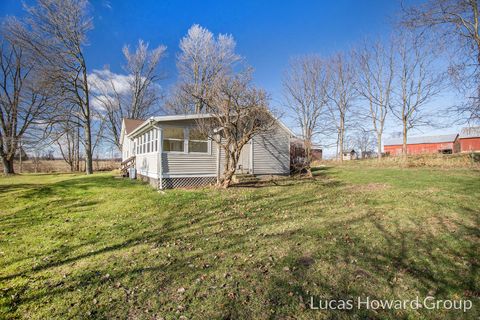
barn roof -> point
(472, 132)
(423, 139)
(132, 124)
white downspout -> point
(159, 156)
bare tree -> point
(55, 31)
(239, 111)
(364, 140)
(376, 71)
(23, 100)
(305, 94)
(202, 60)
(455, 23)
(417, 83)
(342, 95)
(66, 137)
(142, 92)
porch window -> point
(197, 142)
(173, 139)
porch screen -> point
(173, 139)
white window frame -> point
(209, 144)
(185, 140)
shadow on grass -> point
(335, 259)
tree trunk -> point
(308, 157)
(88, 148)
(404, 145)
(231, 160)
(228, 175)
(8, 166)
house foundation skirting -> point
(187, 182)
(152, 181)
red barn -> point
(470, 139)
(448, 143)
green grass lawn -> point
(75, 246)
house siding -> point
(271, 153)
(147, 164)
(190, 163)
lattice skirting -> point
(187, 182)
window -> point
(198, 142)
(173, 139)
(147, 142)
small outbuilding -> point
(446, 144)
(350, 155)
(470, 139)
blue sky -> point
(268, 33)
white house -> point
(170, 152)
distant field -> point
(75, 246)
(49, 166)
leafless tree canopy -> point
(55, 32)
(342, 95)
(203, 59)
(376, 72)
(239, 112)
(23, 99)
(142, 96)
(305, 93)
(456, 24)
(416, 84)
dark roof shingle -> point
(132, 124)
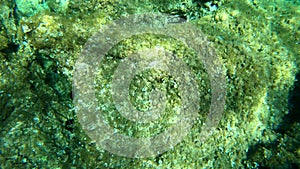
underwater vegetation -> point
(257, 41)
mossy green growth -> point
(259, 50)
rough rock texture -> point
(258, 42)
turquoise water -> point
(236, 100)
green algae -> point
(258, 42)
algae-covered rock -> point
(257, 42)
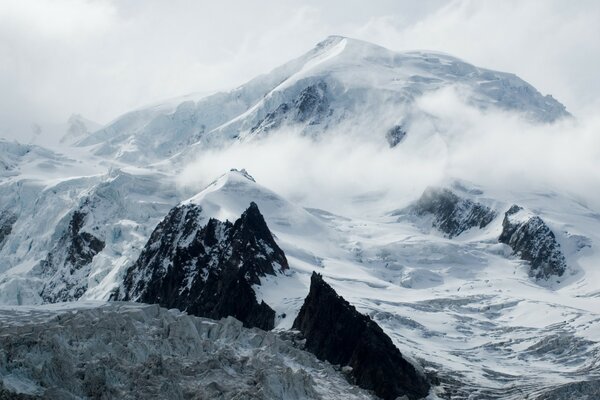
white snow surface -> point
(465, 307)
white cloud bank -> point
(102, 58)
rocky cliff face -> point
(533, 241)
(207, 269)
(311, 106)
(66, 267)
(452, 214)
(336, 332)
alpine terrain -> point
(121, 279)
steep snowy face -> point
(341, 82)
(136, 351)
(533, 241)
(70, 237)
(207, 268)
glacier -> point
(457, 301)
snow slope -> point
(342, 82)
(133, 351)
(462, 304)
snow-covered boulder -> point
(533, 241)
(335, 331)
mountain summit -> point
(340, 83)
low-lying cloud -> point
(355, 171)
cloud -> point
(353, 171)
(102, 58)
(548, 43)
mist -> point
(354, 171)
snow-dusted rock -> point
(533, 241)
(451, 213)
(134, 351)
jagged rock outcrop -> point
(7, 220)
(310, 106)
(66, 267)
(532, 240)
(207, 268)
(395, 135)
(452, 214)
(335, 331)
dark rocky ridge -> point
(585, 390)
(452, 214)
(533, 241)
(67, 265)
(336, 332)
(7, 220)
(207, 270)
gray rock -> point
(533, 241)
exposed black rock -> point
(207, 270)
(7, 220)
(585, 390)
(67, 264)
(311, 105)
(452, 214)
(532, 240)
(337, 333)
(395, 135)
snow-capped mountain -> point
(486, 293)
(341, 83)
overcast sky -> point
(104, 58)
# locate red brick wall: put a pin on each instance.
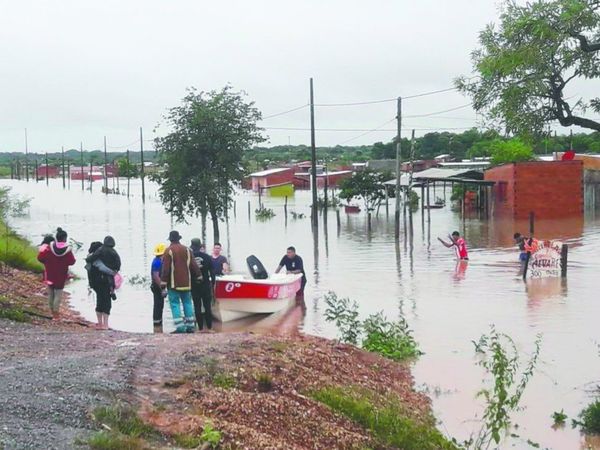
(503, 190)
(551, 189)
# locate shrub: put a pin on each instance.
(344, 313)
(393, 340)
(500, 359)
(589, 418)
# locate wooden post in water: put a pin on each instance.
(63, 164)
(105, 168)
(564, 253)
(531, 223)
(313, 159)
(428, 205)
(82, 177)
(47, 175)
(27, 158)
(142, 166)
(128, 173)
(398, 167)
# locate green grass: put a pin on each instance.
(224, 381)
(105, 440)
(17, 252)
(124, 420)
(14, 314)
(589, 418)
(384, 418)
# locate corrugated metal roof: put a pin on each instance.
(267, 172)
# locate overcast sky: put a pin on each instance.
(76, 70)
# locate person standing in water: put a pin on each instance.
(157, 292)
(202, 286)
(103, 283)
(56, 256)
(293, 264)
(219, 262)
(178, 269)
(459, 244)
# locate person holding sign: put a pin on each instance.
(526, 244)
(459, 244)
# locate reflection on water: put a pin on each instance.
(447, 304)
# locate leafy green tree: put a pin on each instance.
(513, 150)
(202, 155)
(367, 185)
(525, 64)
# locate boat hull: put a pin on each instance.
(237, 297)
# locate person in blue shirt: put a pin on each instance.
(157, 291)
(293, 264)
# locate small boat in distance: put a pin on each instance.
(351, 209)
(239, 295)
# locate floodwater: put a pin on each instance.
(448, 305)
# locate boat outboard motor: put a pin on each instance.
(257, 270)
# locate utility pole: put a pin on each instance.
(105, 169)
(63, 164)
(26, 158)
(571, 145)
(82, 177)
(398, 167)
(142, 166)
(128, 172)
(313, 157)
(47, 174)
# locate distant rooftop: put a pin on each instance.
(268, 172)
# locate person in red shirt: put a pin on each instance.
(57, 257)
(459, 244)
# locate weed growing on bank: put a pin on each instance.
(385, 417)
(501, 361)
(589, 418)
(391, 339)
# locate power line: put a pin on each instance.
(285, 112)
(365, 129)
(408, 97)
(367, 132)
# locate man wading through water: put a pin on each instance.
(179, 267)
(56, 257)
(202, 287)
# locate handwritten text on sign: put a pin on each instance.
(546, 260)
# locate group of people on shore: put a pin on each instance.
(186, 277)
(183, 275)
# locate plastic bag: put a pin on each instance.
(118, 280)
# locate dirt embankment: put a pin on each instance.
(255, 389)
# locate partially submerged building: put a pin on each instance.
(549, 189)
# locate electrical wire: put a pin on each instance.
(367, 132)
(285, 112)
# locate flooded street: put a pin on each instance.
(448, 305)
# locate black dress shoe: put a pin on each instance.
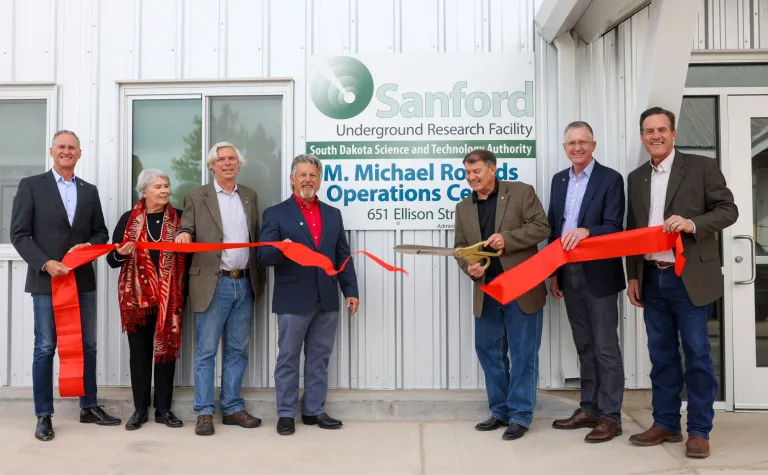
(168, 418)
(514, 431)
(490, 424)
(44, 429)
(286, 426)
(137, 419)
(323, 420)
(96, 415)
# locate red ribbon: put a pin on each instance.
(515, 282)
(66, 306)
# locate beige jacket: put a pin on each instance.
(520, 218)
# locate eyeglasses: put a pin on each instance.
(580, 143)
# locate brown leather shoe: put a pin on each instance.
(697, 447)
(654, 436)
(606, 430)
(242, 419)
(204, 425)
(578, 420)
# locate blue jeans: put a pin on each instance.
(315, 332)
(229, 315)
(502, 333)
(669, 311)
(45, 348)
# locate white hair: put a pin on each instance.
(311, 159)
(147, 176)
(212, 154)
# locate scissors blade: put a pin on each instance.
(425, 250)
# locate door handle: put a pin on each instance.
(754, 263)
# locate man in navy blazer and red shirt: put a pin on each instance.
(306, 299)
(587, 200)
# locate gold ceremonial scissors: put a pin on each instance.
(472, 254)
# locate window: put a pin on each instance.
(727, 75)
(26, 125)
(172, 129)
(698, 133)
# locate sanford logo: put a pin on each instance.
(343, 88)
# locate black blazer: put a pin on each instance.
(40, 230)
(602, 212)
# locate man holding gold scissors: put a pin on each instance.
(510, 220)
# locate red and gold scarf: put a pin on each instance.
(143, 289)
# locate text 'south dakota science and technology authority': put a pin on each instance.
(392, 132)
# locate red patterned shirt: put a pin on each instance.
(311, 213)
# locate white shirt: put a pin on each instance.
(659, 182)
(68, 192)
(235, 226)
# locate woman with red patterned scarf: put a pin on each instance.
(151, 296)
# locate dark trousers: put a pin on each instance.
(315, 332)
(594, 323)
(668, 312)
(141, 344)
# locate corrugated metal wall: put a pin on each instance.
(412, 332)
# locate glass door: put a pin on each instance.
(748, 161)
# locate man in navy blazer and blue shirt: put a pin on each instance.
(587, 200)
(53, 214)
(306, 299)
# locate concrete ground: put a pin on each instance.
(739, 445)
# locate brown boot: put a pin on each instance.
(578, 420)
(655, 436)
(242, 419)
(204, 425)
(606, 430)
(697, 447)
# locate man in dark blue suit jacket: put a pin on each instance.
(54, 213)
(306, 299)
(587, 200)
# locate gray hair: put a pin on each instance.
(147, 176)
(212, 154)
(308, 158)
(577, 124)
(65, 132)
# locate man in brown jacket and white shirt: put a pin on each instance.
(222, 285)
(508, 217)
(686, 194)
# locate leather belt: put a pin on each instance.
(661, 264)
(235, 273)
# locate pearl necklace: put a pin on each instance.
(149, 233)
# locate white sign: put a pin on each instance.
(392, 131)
+ + +
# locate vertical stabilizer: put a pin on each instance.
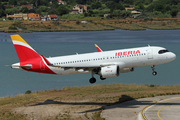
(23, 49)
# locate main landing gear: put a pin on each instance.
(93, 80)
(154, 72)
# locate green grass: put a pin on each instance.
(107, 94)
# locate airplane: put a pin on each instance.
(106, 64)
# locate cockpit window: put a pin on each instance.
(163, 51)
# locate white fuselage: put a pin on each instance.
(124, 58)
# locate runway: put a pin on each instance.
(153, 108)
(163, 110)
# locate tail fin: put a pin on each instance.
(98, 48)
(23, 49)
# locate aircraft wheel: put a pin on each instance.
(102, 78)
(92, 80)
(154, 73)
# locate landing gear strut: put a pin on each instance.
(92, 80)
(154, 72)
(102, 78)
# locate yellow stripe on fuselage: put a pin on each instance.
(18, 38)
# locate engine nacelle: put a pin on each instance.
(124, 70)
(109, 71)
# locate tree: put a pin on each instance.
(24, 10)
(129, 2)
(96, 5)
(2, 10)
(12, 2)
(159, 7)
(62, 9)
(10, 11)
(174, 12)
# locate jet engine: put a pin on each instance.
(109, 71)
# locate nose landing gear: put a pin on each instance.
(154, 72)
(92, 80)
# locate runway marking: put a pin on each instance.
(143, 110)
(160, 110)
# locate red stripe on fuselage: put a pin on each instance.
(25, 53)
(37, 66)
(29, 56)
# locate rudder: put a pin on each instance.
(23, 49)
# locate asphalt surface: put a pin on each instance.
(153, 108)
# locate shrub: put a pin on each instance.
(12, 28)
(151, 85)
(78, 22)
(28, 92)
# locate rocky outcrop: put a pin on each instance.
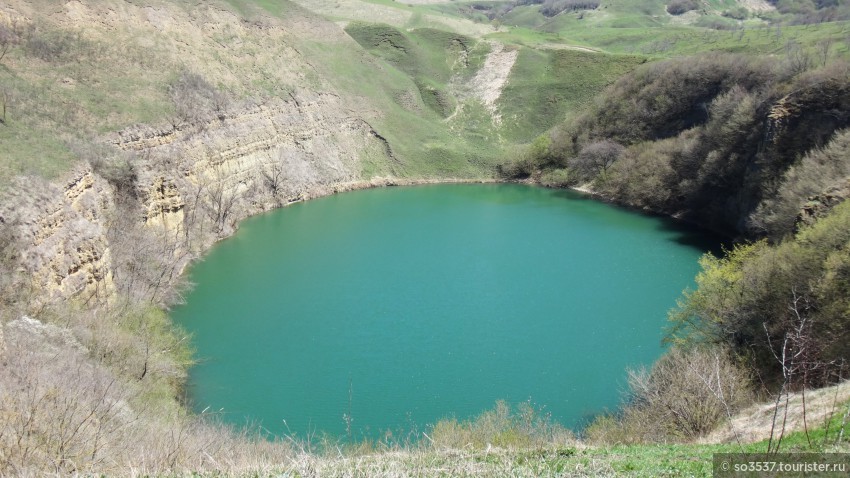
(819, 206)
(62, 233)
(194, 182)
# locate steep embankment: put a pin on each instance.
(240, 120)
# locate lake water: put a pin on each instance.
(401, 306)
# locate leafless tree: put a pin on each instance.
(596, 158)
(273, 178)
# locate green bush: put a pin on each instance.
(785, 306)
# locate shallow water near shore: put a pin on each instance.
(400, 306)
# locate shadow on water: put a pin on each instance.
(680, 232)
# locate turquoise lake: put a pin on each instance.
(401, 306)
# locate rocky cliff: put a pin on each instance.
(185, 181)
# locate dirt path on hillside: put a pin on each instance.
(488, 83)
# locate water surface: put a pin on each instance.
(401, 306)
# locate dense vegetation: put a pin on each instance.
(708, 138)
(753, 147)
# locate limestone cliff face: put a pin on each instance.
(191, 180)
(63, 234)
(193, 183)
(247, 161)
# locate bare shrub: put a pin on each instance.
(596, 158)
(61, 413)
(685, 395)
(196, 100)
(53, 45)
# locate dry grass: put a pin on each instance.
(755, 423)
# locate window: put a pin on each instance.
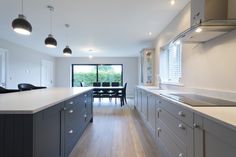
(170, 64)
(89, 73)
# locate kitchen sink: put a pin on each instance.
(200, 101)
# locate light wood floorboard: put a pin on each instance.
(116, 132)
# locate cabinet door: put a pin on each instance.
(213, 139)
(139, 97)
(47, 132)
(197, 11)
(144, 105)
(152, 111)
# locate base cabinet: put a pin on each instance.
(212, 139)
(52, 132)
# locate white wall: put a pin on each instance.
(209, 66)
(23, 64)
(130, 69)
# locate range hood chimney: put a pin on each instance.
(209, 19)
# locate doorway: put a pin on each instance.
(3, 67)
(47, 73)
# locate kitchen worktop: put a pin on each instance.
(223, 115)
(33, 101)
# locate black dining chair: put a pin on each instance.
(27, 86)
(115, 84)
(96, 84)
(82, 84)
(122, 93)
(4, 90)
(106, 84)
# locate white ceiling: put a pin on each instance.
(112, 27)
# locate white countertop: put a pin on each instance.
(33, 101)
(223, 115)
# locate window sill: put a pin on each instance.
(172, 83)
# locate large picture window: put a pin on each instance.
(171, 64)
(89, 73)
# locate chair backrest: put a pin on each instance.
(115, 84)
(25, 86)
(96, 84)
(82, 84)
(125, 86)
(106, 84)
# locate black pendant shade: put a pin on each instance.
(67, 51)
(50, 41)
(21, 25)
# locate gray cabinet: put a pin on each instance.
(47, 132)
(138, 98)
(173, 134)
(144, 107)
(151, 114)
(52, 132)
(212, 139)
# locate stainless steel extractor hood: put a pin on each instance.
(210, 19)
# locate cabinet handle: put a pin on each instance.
+ + +
GOAL – Count the lines in the items that contain the word "gold", and reply with the number alone.

RESULT OF THIS EXERCISE – 3